Augsburger Allgemeine (Land Nord)

Zettel voller Zärtlichke­it

Warum ein Team von Forschern Liebesbrie­fe sammelt

- VON SARAH SCHIERACK

Gefühlvoll muss er sein. Voller Sehnsucht, natürlich romantisch, manchmal aber auch ein wenig schwülstig. Wie das aussehen kann, lässt sich vielfach nachlesen. Bei Johann Wolfgang von Goethe zum Beispiel, bei Bertolt Brecht oder Ingeborg Bachmann. Mehr als 1700 Liebesbrie­fe soll allein Goethe an Charlotte von Stein geschriebe­n haben. „Die süßen Worte, mit denen du mich verwöhnst – ach! Mehr wollt’ ich nicht“, notierte der berühmte Dichter einmal in einem Brief an die Angebetete.

Die Liebeserkl­ärungen berühmter Paare sind oft gut erhalten, manchmal füllen sie ganze Bücher.

Anders die Briefe und Zettel, die sich ganz normale Menschen schicken. Oft landen sie mit der Zeit in Schuhkarto­ns, auf dem Dachboden oder sogar auf dem Müll. Um die romantisch­en Papiere vor diesem Schicksal zu bewahren, hat eine Forscherin der Universitä­t Koblenz-Landau schon vor 30 Jahren das erste deutsche Liebesbrie­farchiv gegründet. Über 20000 Briefe und Briefwechs­el sind dort gesammelt.

Datensatzeinträge:

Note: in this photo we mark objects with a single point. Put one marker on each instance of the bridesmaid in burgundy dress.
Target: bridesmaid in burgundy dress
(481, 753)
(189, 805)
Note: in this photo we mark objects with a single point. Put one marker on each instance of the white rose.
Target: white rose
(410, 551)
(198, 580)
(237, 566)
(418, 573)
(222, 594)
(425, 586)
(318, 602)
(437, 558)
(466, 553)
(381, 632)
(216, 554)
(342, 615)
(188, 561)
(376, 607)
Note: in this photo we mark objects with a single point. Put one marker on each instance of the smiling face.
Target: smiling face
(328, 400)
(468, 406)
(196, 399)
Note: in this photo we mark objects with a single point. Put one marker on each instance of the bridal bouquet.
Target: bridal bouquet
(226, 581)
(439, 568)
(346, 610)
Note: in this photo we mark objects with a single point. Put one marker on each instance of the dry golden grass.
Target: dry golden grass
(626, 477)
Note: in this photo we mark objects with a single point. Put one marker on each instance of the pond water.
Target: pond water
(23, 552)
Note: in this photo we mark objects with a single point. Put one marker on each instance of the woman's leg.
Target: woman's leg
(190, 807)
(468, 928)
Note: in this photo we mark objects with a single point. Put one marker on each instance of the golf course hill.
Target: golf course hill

Zu bearbeitende Aufgaben
(a) Wiederhole den Abschnitt aus dem Artikel über Liebesbriefe zwischen „- VON SARAH“ und „an die Angebetete.“ wortgetreu, beide Stellen eingeschlossen.
(b) Nimm den Artikel über Liebesbriefe nach seinem letzten Satz auf und schreibe ihn weiter.

Lösungen der Aufgaben
(a)
- VON SARAH SCHIERACK

Gefühlvoll muss er sein. Voller Sehnsucht, natürlich romantisch, manchmal aber auch ein wenig schwülstig. Wie das aussehen kann, lässt sich vielfach nachlesen. Bei Johann Wolfgang von Goethe zum Beispiel, bei Bertolt Brecht oder Ingeborg Bachmann. Mehr als 1700 Liebesbrie­fe soll allein Goethe an Charlotte von Stein geschriebe­n haben. „Die süßen Worte, mit denen du mich verwöhnst – ach! Mehr wollt’ ich nicht“, notierte der berühmte Dichter einmal in einem Brief an die Angebetete.

(b)
Nun sollen diese meist handschrif­tlichen Papiere in einem neuen Forschungs­projekt digitalisi­ert und ihr Inhalt für die Ewigkeit konservier­t werden. So wolle man „einen Ort für die Familienun­d Alltagsges­chichte ganz normaler Leute“finden, erläutert Andrea Rapp. Die Professori­n der TU Darmstadt leitet das Projekt mit dem Titel „Gruß und Kuss“– und hat durch ihre Studien ein eigenes Lieblingsg­enre entdeckt: sogenannte Kissenzett­el, kurze Nachrichte­n also, die sich Paare auf dem Bett hinterlass­en. Viele, betont Rapp, seien so kreativ – „das hätte kein Dichter schöner sagen können“. Vermutlich nicht einmal Goethe.